[SOURCE TEXT]
————————

WHEREAS, the Company has adopted the Team, Inc. 2018 Equity Incentive Plan (the “Plan”) pursuant to which Restricted Stock Units may be granted; and

WHEREAS, the Company has determined that it is appropriate to grant of a one-time award of Restricted Stock Units in connection with the Grantee’s ongoing of employment with the Company to provide an incentive for the Grantee to remain employed by the Company until the third anniversary of the Grant Date; and

WHEREAS, the Committee desires to grant such award of Restricted Stock Units pursuant to the Plan and on the terms and conditions set forth herein.

NOW, THEREFORE, the parties hereto, intending to be legally bound, agree as follows:

1.    Grant of Performance Units. Pursuant to Section 11 of the Plan, the Company hereby grants to the Grantee an Award of 465,909 performance-based Restricted Stock Units (the “Award”), which shall become vested based on (i) the Grantee’s continued employment with the Company, and (ii) the attainment of the Performance Criteria designated in Section 2 and Exhibit A. Each performance-based Restricted Stock Unit (a “PSU”) subject to the Award represents the right to receive one Share, subject to the terms and conditions set forth in this Agreement and the Plan.

————————

[RAW DATA]

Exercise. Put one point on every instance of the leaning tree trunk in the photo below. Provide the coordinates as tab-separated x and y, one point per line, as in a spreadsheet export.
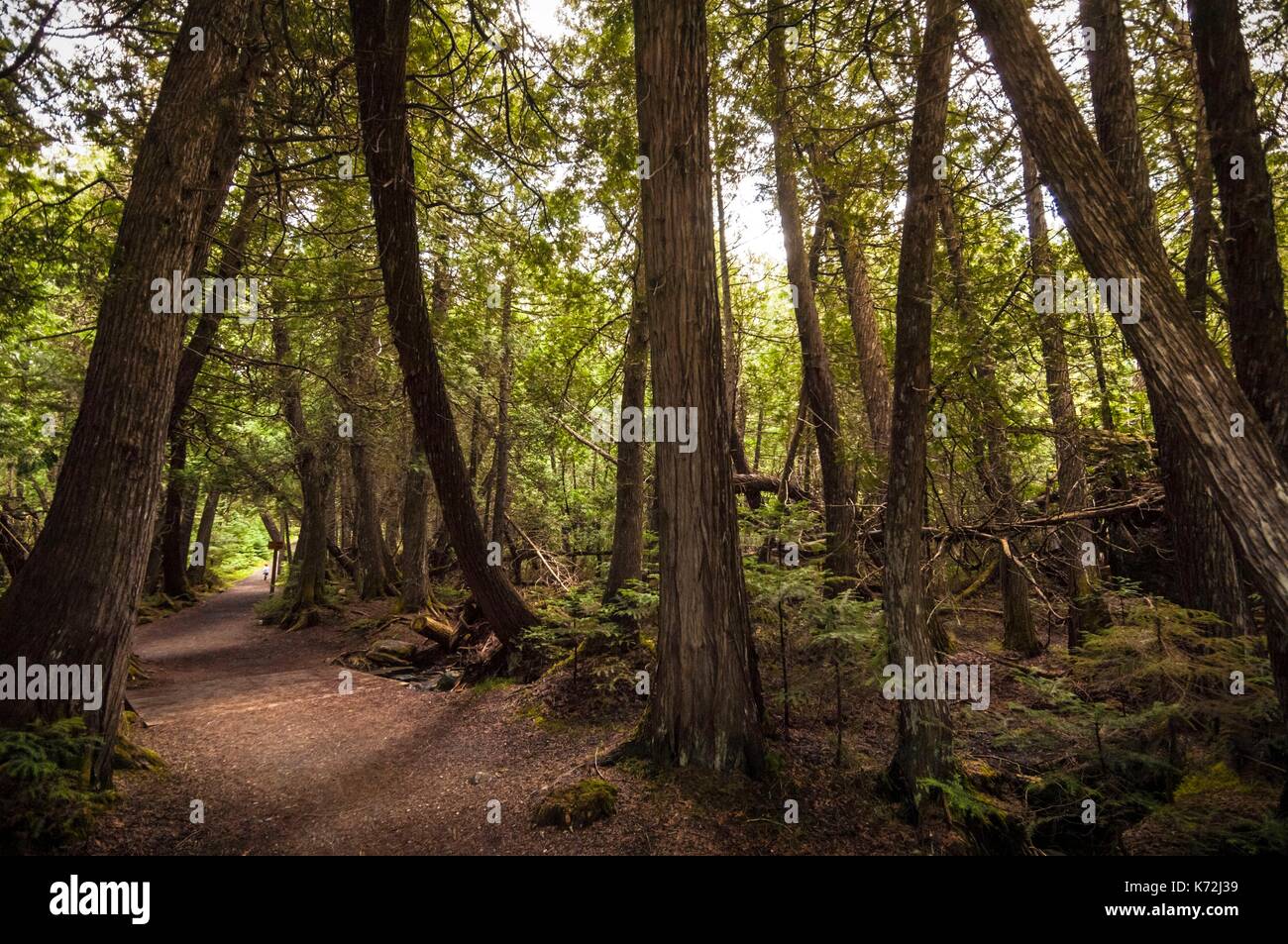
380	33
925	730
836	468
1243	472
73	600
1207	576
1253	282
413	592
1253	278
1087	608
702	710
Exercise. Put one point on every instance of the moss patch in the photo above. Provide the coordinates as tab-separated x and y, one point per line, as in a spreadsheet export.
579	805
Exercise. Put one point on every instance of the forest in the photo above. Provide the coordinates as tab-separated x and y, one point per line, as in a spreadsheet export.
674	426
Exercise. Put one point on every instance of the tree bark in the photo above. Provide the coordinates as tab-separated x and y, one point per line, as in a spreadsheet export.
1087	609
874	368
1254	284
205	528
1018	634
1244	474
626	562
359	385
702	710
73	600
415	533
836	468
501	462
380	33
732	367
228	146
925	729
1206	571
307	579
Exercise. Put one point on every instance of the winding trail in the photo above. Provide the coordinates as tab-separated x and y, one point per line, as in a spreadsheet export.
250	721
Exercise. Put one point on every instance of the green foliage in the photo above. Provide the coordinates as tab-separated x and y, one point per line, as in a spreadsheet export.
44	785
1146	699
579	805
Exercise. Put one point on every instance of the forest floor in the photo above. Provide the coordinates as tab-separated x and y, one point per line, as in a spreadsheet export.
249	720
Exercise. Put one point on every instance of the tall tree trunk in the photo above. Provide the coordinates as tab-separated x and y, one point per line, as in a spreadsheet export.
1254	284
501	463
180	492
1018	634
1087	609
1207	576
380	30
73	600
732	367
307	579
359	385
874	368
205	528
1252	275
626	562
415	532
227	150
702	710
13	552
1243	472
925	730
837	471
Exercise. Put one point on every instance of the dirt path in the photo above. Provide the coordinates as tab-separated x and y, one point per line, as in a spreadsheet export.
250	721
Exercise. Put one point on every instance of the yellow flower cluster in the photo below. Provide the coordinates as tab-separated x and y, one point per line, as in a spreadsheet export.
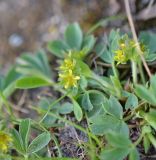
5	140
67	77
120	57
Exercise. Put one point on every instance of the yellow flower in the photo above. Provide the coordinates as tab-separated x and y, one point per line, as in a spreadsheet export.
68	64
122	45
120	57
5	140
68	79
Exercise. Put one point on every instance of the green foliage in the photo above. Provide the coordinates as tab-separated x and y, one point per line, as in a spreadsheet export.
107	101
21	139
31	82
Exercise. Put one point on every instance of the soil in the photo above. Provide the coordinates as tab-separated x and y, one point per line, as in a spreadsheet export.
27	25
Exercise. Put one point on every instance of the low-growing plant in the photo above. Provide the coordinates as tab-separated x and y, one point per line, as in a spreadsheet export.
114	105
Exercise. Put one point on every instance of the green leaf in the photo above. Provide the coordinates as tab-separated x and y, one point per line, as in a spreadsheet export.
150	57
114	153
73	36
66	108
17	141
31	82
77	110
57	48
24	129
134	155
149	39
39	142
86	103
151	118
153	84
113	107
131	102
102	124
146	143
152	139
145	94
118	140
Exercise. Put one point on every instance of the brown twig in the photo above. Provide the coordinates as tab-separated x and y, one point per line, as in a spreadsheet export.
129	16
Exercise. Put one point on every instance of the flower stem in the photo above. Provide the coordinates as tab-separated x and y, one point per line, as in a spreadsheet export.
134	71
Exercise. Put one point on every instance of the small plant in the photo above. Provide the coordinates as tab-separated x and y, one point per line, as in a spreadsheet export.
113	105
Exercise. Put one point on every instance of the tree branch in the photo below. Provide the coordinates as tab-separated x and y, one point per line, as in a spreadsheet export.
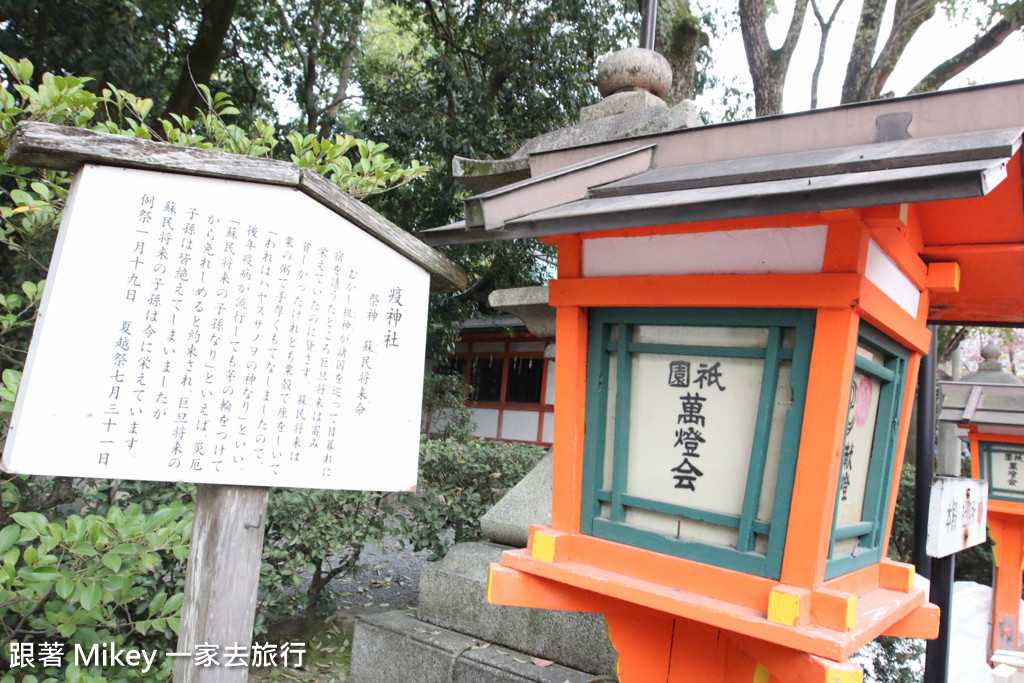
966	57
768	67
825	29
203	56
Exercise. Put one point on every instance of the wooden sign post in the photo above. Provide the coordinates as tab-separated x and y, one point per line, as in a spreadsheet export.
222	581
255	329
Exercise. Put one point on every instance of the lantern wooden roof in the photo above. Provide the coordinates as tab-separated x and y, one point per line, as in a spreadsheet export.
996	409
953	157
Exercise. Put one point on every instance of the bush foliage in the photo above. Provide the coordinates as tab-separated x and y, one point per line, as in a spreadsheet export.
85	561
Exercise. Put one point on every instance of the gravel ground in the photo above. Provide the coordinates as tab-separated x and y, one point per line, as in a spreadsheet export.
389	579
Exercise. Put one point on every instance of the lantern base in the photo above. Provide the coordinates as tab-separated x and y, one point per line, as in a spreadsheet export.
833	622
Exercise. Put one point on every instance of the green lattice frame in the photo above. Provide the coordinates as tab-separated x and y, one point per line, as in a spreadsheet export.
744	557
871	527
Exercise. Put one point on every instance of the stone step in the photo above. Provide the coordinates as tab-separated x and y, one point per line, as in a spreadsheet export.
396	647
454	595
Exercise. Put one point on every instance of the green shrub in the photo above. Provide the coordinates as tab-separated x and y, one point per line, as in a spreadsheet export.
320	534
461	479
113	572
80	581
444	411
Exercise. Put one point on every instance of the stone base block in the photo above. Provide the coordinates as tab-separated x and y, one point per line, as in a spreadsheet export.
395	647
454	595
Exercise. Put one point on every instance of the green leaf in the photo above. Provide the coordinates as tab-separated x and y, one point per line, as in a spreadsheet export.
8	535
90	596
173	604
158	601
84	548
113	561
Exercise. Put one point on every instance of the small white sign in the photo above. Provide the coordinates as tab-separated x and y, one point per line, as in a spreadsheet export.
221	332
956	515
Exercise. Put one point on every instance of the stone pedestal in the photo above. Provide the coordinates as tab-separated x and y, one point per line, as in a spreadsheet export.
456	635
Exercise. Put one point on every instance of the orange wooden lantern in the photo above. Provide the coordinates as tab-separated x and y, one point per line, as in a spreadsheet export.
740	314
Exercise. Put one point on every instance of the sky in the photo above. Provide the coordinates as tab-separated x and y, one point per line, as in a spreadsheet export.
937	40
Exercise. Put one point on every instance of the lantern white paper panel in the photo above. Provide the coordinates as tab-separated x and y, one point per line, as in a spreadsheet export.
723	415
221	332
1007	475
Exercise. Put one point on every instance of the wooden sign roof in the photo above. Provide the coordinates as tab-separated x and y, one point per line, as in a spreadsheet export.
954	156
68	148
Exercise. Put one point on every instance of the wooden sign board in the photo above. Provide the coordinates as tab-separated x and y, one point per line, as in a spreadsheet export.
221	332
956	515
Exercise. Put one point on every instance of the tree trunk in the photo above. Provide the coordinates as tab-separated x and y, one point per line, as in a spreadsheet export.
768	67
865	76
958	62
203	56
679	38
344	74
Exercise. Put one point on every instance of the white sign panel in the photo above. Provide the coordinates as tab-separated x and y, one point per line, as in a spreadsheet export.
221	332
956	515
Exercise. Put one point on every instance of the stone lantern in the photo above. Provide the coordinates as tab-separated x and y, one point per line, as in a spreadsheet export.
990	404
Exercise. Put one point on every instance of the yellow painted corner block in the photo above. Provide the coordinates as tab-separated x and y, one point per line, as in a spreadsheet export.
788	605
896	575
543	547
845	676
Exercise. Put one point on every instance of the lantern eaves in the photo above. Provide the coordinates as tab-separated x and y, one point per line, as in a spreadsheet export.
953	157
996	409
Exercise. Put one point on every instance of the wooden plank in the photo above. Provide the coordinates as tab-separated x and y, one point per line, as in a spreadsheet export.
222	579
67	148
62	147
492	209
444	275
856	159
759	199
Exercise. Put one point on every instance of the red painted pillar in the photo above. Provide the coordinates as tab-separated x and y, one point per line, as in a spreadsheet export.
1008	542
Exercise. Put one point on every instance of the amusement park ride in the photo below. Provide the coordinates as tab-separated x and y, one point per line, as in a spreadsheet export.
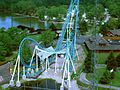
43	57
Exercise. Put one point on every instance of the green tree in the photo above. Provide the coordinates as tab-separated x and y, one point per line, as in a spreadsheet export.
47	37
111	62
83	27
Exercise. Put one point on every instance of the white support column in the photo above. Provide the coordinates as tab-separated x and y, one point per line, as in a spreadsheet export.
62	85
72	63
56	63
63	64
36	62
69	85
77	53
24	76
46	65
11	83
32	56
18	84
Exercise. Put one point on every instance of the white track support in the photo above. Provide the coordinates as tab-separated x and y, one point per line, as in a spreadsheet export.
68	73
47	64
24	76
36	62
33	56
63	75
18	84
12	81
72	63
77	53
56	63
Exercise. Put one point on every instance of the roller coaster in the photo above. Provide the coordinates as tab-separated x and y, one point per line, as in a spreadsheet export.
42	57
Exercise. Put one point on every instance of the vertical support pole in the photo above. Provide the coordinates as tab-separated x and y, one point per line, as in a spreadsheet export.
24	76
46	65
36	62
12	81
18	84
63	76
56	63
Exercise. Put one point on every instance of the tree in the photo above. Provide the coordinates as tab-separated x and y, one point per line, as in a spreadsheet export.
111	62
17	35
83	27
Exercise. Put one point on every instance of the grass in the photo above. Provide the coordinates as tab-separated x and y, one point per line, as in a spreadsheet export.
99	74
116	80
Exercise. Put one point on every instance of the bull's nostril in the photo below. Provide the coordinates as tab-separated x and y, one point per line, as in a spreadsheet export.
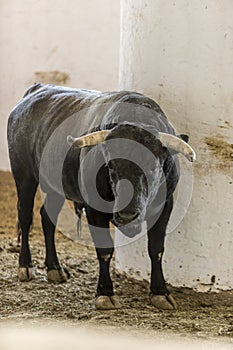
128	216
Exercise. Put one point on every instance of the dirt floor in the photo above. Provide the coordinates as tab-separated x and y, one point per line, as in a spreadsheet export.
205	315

————————

[SHORT EXERCISE 1]
Answer the following from the award agreement:
(a) What is the name of the plan the Company has adopted?
(b) How many performance-based Restricted Stock Units does the Award cover?
(c) Until what point is the award meant to give the Grantee an incentive to remain employed by the Company?
[SHORT EXERCISE 2]
Carry on the award agreement from the point where it stops, in the same formal style.
The rows are not needed here.

[RESPONSE 1]
(a) The Team, Inc. 2018 Equity Incentive Plan.
(b) 465,909.
(c) Until the third anniversary of the Grant Date.

[RESPONSE 2]
2.    Performance Period. The Award’s performance period (the “Performance Period”) is the period commencing on the Grant Date and ending on May 12, 2024. Upon the expiration of the Performance Period, any PSUs that remain outstanding and unvested as of the last day of the Performance Period shall be automatically forfeited and neither the Company nor any Affiliate shall have any further obligations to the Grantee under this Agreement.

3.    Vesting of PSUs. The PSUs are subject to forfeiture until they vest. The forfeiture provision shall lapse with respect to the PSUs on the dates the Performance Milestone and the Time Milestone, as applicable, each as outlined on Exhibit A, are both satisfied (each, a “Vesting Date”).

4.    Effect of a Change in Control. If there is a Change in Control during the Performance Period, the following provisions, inclusive of the provisions in Exhibit “A”, shall apply:

(a)    All unvested PSUs outstanding immediately prior to the Change in Control for which the applicable Performance Milestone is achieved as of the date the Change in Control occurs shall continue to be outstanding and shall become vested upon attainment of the applicable Time Milestone.

(b)    Any unvested PSUs outstanding immediately prior to the Change in Control for which the Performance Milestone is not achieved as of the date the Change in Control occurs shall be automatically forfeited upon the occurrence of the Change in Control.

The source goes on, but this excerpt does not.